● **Task statement**
Copy out the entries from the line with "drop a point: the quad exhaust tip" up to and including the line with "(1125, 473)", requests included. Shift each point by adding 34 to both of its coordinates.

● **Raw records**

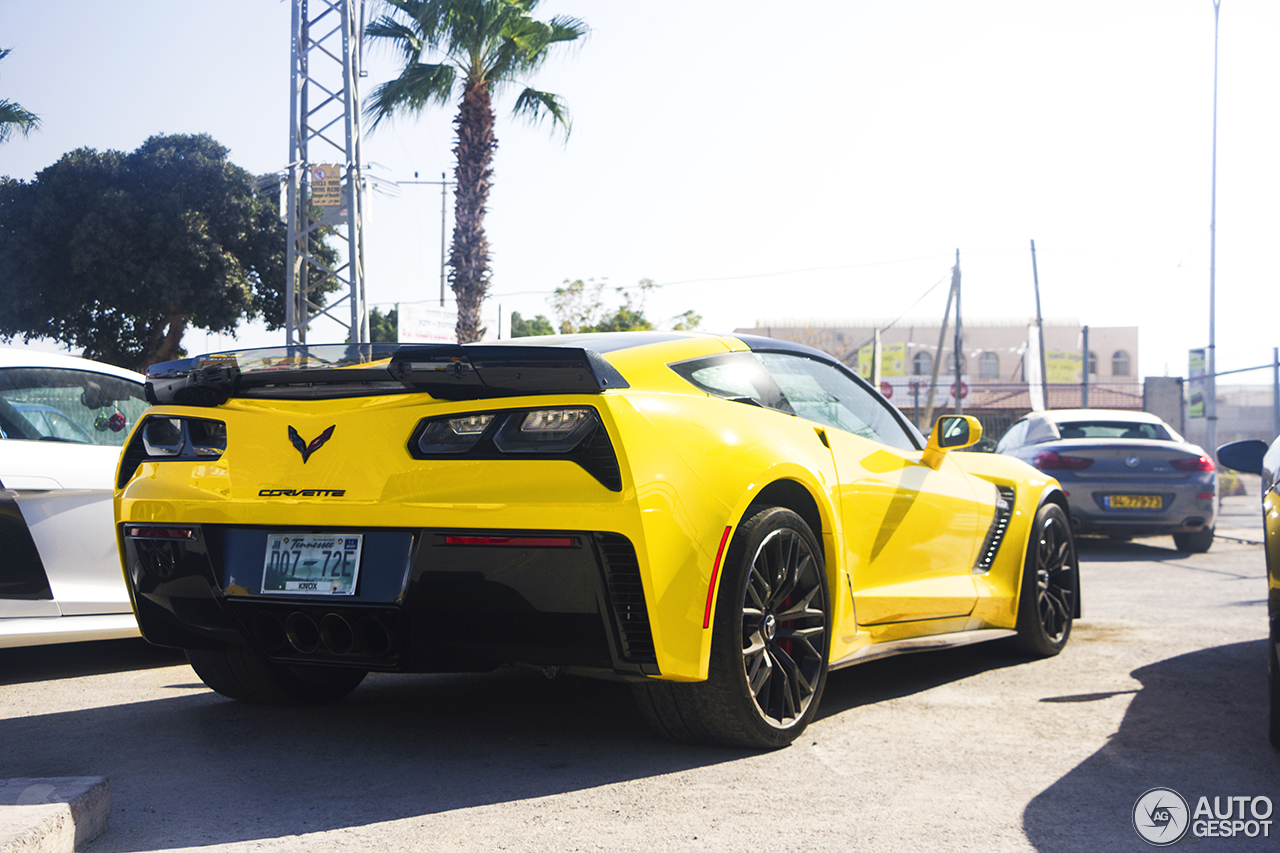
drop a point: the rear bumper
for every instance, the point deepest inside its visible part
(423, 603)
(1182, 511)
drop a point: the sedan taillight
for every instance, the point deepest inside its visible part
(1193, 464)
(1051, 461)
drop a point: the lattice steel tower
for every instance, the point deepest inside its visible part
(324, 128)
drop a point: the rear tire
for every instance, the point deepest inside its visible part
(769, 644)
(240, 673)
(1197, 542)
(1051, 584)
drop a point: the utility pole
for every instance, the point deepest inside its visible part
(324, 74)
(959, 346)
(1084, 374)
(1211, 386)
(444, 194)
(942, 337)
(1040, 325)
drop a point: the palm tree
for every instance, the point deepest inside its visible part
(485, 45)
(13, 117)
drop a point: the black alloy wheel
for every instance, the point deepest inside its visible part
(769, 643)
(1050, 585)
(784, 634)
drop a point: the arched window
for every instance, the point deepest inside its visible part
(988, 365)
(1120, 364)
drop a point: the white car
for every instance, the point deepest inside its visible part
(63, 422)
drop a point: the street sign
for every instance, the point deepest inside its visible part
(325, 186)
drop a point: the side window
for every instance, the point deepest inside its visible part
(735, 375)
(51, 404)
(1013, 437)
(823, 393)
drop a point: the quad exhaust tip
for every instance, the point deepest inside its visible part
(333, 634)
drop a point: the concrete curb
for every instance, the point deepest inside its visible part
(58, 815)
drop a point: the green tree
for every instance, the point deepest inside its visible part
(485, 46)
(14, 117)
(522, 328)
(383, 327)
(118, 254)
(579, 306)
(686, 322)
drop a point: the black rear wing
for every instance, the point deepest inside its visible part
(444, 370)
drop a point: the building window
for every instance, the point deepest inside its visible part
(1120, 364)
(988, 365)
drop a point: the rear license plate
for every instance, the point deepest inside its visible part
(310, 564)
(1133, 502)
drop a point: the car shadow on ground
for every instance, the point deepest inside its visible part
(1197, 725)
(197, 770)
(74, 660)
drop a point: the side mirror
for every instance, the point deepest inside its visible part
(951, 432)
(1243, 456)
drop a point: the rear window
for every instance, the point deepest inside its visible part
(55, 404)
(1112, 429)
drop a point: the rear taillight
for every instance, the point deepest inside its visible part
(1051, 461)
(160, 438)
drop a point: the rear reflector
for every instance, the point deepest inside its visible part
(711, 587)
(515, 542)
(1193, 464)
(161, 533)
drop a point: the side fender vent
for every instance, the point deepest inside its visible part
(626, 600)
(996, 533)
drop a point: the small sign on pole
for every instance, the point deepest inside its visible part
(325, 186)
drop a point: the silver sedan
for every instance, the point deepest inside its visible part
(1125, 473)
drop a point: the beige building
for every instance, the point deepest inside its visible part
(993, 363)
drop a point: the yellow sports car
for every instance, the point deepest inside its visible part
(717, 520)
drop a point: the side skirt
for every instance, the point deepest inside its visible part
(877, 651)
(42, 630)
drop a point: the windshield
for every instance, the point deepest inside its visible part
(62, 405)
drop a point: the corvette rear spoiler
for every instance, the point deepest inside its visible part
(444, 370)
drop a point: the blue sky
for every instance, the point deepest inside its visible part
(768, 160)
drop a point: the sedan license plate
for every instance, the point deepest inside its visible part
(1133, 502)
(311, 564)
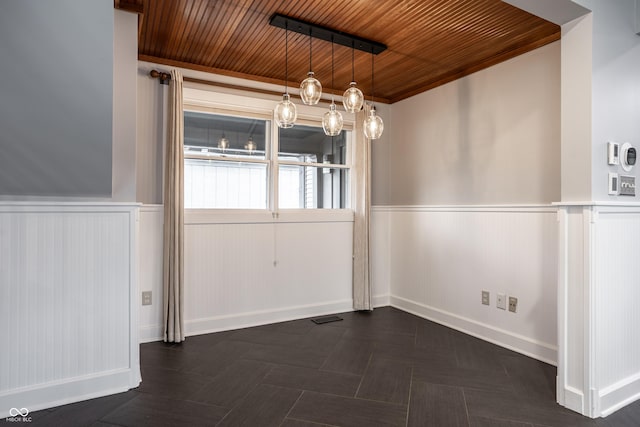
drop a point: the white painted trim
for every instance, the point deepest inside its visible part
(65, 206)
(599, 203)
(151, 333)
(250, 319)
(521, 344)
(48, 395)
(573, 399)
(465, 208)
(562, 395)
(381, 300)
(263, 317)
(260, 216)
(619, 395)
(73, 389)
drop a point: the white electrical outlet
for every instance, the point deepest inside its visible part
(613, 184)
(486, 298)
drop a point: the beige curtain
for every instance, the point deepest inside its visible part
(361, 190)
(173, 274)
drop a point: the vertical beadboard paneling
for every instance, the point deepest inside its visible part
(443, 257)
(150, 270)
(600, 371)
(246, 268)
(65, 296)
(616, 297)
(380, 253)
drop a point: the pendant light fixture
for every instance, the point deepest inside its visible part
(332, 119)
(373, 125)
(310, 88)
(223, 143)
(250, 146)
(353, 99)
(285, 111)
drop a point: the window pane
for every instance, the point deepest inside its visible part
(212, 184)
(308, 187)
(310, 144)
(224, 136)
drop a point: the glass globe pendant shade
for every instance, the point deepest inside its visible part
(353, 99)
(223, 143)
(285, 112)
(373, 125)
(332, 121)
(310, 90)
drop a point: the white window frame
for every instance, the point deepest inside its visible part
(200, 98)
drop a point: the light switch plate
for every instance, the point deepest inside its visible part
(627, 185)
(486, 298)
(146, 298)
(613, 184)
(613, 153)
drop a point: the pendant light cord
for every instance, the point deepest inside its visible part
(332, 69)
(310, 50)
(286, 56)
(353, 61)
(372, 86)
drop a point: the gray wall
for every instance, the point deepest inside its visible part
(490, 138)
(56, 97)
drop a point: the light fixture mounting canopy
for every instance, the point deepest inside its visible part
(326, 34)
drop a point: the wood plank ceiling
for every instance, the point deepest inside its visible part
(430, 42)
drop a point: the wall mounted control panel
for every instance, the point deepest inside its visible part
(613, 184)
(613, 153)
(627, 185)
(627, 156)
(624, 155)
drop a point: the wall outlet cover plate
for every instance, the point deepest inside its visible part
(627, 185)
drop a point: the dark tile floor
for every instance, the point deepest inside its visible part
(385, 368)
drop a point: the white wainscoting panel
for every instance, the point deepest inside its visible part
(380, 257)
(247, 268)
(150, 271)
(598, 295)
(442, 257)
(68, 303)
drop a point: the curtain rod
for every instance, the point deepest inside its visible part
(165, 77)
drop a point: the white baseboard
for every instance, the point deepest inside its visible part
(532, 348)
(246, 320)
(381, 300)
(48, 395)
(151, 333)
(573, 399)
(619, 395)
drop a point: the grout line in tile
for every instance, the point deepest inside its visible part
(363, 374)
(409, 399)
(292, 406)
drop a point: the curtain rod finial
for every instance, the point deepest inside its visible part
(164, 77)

● **Expected output**
drop a point: the quad exhaust tip
for every instance, the point deepest inside its visible part
(367, 668)
drop a point: the concrete curb
for every instance, the point deepest inside its visible part
(92, 849)
drop a point: the green tree
for every instance, the point deepest inside its visible part
(519, 80)
(48, 151)
(556, 362)
(417, 361)
(152, 288)
(613, 340)
(720, 356)
drop a point: the black rear wing
for every instance, the point deepest inside its visible part
(478, 404)
drop a point: the building window
for every instance, the point deepest inside its visible part
(1154, 398)
(1022, 399)
drop a point: the rear license plate
for every instance, the point deepest inside its visible part
(344, 598)
(1167, 536)
drop a point: the car shadow on ground
for every instance, the point deepest inside its visible part
(1231, 759)
(231, 804)
(108, 694)
drop a point: the side mirror
for every instance, the point deepest inside its visible part
(985, 466)
(1277, 490)
drop a point: the rear window
for every instance, the point deepest inside its visible part
(89, 438)
(1146, 463)
drop a point: the rear taillight
for every instance, the point deepest inside its visible part
(1085, 495)
(194, 472)
drop a point: the rear reflector
for every instance, the point deepest inside its visible part
(745, 621)
(549, 576)
(1227, 498)
(195, 567)
drop a point: the side fender vent
for every instance, the point deepest inside its visible part
(660, 634)
(1030, 567)
drop a point: the small sign on pole
for every instance, the point deepest inside its visible part
(359, 220)
drop a point: the silver sedan
for every instance, the point deepest inside its visible part
(1159, 507)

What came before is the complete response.